WHAT IS EXPECTED
Update the rows below by replacing each occurrence of "thickest part" with "widest part", leaving all other text as it is.

╭─ DATA PROVIDED

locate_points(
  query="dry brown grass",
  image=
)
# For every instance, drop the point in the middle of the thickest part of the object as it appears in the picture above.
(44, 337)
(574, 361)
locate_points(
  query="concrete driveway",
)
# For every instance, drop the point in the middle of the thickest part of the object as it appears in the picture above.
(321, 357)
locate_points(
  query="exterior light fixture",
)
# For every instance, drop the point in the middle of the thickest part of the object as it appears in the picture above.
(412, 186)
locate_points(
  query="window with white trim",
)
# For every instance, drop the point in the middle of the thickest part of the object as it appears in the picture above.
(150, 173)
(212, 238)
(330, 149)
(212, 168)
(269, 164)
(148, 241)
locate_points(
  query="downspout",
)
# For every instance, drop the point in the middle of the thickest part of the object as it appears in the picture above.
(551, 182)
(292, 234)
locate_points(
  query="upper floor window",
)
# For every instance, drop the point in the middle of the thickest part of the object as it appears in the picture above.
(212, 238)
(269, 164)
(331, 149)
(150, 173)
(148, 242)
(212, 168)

╰─

TASK SOLUTION
locate_points(
  query="dry brown grass",
  image=
)
# For every instance, drop the point in the middle of the widest part of the object as it appears in the picture above.
(44, 337)
(574, 361)
locate_points(
  query="concrete driveway",
)
# For every instance, drop the point in the middle of the widest part of the object as it appears in the picture above.
(321, 357)
locate_points(
  query="exterior light fixture",
)
# For every instance, drop the point in the middle of the widest part of the object as it appears in the picture above.
(412, 186)
locate_points(
  query="window with white trim",
)
# For every instance, drop the point in the middle of the widest part of the object as it appears in the picture above.
(150, 173)
(212, 238)
(330, 149)
(212, 168)
(269, 164)
(148, 241)
locate_points(
  query="downspout",
)
# For every instance, drop the point in the middle of the widest part of the object as it appears in the picture above.
(551, 182)
(292, 234)
locate_points(
  query="upper floor window",
)
# For every instance, drop the point in the middle of the widest part of the object as it appears in the picture above.
(212, 238)
(269, 164)
(331, 149)
(150, 173)
(148, 242)
(212, 168)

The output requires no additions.